As mentioned in my previous blog post (Migrant Workers - Part 1), Canada's 0.9% of temporary foreign workers with respect to its population is significantly lower than Singapore's 23.8% (or 18.0% Work Permit holders).
Despite the relatively low levels of temporary foreign labour in Canada, rules stipulating the terms and conditions of such employment are very tight. Let us take a look at the live-in caregivers (a.k.a. domestic maids in Singaporean lingo) for example.
(A) CANADA'S REGULATION
Canada has very strict and detailed rules regulating the employment of live-in caregivers (a.k.a. domestic maids). [Click here or here for more.] In fact, every potential maid employer needs to submit an application to the Human Resources and Skills Development Canada (HRSDC) to justify his/her need for a maid. [And I personally know of a case where the potential maid employer's application was rejected.]
Thereafter, the "HRSDC/Service Canada officers assess the Labour Market Opinion (LMO) application and all mandatory accompanying documentation and the employment Contract." Yes, the employment contract prior to employment is mandatory. Click here for the template to see the level of details on the terms and conditions of employment. E.g. Place of work, number of rooms and bedrooms, household members, specific person requiring care - i.e. child, elderly, disabled person in the household, work-hours per day, daily work schedule, number and duration of paid/unpaid meal/health breaks, days-off per week on which days of week, paid annual vacation, sick leave, statutory/public holidays, wage, payment frequency, overtime agreement, accommodation standards, maximum accommodation charges/deductions allowed, transportation costs borne by employer, healthcare insurance borne by employer, workplace safety insurance borne by employer, notice for termination. To quote the HRSDC rules regarding wages.

> _Data section_

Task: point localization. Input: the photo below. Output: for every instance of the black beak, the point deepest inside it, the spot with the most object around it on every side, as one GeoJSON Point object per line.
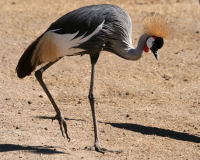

> _What to work on_
From the blog post, list every cost or insurance that the employment contract template marks as borne by the employer. The material above comes from a separate source and is unrelated to the blog post.

> _Solution below_
- Transportation costs
- Healthcare insurance
- Workplace safety insurance